TASK STATEMENT :: All lines from the entries below that contain the string "face" should be copied out.

SOURCE MATERIAL ::
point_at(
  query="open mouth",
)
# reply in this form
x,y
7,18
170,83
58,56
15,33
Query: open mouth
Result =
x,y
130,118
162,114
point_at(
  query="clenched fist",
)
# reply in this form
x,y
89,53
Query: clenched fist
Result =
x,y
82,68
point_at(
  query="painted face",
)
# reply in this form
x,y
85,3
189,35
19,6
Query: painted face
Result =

ANSWER TO THE PROBLEM ::
  query="painted face",
Query: painted face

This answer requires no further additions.